From the line with "target | tall grass" to the line with "such as <point>173,145</point>", retype every line exactly, including those two, and leave out the rest of the data below.
Top of LISTED RECORDS
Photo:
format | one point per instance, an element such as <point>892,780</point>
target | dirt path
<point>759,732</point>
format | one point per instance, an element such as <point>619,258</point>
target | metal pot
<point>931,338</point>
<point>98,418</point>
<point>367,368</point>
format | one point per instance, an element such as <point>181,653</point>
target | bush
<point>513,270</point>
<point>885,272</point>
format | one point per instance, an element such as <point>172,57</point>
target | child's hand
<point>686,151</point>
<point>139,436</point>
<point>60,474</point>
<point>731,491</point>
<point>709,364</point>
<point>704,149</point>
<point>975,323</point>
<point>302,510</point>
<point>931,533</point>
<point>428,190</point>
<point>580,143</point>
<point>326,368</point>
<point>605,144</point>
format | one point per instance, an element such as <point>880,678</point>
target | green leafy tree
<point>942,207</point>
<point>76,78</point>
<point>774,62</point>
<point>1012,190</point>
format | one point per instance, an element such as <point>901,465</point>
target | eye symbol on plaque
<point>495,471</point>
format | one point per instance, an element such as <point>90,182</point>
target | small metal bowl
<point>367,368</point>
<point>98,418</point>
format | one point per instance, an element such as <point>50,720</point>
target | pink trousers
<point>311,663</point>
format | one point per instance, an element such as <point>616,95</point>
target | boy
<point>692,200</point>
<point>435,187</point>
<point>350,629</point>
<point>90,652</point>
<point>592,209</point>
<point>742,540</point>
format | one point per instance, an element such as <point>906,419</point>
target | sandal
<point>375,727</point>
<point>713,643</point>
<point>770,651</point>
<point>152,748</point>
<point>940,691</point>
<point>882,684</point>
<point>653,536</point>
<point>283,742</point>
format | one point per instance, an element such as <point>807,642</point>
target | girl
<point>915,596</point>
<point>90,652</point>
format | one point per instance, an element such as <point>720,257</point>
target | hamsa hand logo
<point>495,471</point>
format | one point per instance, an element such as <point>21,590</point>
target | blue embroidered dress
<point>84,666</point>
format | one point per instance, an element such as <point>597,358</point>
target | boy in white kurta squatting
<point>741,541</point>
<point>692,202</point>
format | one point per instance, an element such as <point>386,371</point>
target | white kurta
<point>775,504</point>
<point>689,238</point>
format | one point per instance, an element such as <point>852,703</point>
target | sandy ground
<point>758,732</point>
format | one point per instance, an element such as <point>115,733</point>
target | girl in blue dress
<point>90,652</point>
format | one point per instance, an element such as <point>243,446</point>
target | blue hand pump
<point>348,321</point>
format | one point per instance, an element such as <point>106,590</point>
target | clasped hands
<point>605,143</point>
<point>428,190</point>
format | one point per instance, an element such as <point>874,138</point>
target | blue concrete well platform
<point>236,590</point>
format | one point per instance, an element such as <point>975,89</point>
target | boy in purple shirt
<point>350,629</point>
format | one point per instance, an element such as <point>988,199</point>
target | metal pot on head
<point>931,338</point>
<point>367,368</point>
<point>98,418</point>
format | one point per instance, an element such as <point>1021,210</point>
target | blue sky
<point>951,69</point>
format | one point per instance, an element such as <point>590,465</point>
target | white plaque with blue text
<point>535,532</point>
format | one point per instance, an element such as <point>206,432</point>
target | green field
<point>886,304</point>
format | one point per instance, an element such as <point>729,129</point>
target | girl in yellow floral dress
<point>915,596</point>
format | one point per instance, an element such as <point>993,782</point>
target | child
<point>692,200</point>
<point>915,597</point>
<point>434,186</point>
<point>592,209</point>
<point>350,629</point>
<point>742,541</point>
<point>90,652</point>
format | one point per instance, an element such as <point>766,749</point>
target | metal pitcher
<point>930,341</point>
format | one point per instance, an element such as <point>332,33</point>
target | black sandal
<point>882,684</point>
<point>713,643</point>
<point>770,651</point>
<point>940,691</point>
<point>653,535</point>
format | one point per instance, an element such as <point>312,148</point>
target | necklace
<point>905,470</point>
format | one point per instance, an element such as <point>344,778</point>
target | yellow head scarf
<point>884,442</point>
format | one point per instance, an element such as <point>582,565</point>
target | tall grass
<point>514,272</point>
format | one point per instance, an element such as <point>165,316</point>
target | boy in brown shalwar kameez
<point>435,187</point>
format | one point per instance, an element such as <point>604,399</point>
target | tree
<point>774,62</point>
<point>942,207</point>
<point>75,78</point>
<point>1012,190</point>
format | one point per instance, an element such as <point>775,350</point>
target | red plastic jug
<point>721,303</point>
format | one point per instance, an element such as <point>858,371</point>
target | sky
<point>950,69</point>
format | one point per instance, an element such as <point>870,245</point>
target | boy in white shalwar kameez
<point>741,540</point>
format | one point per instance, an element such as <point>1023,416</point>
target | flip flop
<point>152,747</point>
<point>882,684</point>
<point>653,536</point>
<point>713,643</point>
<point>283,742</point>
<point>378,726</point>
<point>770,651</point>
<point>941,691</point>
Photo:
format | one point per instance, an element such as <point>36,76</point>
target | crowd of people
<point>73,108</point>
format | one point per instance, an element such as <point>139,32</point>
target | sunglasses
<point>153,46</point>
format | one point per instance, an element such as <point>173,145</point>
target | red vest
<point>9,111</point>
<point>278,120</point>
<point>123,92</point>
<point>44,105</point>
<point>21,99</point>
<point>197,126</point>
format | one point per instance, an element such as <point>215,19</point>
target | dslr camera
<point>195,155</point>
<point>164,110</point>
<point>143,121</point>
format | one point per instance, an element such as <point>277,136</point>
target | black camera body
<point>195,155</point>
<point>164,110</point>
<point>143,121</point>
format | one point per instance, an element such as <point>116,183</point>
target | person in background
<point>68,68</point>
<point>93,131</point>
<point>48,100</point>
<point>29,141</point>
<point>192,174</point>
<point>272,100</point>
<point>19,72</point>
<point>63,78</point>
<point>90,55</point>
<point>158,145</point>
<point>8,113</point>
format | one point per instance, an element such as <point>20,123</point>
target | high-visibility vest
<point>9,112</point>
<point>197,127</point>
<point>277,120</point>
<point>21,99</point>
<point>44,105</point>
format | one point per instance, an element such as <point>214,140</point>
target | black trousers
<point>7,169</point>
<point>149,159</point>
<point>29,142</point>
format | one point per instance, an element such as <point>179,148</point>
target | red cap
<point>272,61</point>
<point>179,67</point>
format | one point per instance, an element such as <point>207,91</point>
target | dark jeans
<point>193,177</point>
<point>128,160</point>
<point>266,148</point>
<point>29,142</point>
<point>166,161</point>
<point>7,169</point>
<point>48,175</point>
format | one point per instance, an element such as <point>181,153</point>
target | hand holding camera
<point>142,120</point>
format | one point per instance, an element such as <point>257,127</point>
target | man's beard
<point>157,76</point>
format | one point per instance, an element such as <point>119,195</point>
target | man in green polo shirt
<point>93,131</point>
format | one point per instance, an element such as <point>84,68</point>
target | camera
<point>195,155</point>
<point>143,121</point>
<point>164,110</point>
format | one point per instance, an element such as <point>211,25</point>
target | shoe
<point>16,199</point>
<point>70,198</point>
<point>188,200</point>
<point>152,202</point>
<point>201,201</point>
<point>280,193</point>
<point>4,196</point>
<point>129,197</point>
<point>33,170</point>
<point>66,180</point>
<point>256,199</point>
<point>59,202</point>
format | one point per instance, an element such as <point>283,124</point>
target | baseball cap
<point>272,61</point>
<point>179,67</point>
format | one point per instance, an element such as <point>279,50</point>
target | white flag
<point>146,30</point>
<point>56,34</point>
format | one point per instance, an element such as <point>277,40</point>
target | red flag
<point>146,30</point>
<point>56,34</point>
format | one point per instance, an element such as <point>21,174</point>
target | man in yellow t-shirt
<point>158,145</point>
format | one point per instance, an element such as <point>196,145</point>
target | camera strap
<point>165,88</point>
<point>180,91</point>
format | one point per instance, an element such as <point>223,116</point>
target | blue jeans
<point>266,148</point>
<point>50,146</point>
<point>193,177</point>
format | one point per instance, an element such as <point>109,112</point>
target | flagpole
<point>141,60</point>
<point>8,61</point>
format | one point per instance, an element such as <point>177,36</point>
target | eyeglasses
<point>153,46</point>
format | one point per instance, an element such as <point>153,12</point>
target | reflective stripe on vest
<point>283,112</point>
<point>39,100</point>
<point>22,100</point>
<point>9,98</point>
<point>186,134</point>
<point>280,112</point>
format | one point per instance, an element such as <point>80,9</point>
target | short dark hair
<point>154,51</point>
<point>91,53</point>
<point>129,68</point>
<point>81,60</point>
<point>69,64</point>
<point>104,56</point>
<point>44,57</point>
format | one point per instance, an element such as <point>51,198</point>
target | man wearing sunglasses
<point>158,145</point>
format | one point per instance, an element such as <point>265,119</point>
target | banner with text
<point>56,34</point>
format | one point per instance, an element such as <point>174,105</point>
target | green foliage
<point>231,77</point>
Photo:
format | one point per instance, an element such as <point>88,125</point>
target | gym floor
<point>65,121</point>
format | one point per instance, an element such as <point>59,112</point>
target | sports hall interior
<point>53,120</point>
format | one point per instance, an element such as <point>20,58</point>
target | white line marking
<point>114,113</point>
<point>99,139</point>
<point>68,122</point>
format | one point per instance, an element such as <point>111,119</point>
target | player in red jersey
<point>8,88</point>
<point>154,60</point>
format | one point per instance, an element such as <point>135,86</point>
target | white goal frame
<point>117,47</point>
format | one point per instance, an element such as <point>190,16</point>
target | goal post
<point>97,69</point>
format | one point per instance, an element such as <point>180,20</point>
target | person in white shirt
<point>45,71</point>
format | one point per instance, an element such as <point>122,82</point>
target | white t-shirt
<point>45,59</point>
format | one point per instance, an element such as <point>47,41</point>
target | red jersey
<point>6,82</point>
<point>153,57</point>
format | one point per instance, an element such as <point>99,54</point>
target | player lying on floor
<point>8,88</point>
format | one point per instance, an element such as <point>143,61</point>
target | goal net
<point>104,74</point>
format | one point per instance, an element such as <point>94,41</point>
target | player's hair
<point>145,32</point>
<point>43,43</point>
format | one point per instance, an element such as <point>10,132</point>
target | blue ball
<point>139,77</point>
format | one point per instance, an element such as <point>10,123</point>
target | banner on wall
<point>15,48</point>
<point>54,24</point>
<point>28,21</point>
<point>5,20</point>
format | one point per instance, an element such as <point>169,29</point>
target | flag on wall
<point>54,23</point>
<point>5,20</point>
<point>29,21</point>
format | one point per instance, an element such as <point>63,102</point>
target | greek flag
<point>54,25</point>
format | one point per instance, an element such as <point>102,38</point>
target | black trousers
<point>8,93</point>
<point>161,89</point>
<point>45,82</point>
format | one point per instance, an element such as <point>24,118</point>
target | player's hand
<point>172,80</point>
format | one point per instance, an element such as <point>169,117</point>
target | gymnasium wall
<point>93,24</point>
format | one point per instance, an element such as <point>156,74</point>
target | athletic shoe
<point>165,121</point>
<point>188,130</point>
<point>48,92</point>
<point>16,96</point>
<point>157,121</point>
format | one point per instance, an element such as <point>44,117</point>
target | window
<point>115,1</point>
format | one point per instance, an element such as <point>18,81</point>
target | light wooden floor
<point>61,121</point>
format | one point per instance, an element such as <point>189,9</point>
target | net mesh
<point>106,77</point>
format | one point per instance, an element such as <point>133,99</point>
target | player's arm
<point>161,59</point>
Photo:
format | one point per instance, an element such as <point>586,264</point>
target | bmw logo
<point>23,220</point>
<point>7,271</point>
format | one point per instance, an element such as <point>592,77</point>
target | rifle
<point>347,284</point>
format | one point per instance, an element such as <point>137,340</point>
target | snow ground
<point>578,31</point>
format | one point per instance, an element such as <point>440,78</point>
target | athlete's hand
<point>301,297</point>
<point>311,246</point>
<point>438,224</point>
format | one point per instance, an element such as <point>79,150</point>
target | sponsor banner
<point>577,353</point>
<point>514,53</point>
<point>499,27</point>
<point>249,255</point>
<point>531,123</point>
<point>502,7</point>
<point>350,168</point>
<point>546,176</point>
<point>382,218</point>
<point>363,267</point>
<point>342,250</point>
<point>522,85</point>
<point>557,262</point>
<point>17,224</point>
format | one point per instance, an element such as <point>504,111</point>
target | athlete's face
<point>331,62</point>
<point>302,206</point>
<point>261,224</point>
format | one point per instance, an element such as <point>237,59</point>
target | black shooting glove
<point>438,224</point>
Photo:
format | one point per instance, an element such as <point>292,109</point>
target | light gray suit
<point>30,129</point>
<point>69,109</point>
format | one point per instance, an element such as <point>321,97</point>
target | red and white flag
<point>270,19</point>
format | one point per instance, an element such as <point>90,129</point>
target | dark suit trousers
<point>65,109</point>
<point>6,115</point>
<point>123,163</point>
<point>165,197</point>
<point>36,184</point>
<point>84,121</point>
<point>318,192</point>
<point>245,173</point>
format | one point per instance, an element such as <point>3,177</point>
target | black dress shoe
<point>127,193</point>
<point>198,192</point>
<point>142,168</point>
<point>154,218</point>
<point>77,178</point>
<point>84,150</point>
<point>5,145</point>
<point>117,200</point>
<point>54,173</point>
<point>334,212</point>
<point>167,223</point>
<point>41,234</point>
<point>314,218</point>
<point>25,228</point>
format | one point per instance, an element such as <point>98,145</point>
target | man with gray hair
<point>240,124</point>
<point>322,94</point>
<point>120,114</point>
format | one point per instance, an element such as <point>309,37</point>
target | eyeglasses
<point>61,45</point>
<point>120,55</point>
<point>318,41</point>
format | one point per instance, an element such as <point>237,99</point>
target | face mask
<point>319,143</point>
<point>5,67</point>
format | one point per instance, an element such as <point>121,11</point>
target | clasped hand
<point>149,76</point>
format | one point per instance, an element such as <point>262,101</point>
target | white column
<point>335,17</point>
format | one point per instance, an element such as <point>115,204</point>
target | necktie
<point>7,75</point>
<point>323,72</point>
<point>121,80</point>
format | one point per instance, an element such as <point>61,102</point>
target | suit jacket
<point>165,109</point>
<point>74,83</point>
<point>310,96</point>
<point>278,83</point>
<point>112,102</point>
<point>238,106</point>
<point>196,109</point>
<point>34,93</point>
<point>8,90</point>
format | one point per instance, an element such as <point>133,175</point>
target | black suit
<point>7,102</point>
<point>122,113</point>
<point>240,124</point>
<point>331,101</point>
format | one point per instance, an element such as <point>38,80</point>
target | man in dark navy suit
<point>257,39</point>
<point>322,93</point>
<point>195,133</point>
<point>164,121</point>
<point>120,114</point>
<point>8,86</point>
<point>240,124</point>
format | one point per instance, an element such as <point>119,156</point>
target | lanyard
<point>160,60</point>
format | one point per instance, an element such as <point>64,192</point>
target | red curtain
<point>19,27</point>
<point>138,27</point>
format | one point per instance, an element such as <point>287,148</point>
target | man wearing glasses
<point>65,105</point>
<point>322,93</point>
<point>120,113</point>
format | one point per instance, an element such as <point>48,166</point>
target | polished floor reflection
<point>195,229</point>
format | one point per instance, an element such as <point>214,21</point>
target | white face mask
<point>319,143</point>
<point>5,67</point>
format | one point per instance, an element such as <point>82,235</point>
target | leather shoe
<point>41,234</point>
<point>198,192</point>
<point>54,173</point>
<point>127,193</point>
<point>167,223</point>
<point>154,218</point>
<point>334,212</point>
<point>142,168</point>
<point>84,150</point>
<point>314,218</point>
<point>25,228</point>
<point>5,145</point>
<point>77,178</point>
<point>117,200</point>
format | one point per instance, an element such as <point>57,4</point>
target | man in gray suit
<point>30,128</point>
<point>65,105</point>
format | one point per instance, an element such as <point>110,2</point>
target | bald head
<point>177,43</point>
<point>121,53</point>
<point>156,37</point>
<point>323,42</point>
Bottom of LISTED RECORDS
RESULT OF THIS EXERCISE —
target | tall grass
<point>514,272</point>
format | one point per instance, an element such as <point>165,316</point>
target | boy in brown shalwar kameez
<point>435,187</point>
format | one point per instance, an element such as <point>604,399</point>
target | tree
<point>774,62</point>
<point>942,207</point>
<point>75,78</point>
<point>1012,190</point>
format | one point per instance, an element such as <point>775,350</point>
target | red plastic jug
<point>721,303</point>
format | one point per instance, an element such as <point>858,371</point>
target | sky
<point>950,69</point>
format | one point per instance, an element such as <point>870,245</point>
target | boy in white shalwar kameez
<point>741,540</point>
format | one point per instance, an element such as <point>1023,416</point>
target | flip flop
<point>152,747</point>
<point>882,684</point>
<point>653,536</point>
<point>713,643</point>
<point>283,742</point>
<point>378,726</point>
<point>770,651</point>
<point>941,691</point>
Photo:
format | one point per instance, an element such as <point>36,76</point>
target | crowd of people
<point>73,108</point>
format | one point per instance, an element such as <point>139,32</point>
target | sunglasses
<point>153,46</point>
format | one point per instance, an element such as <point>173,145</point>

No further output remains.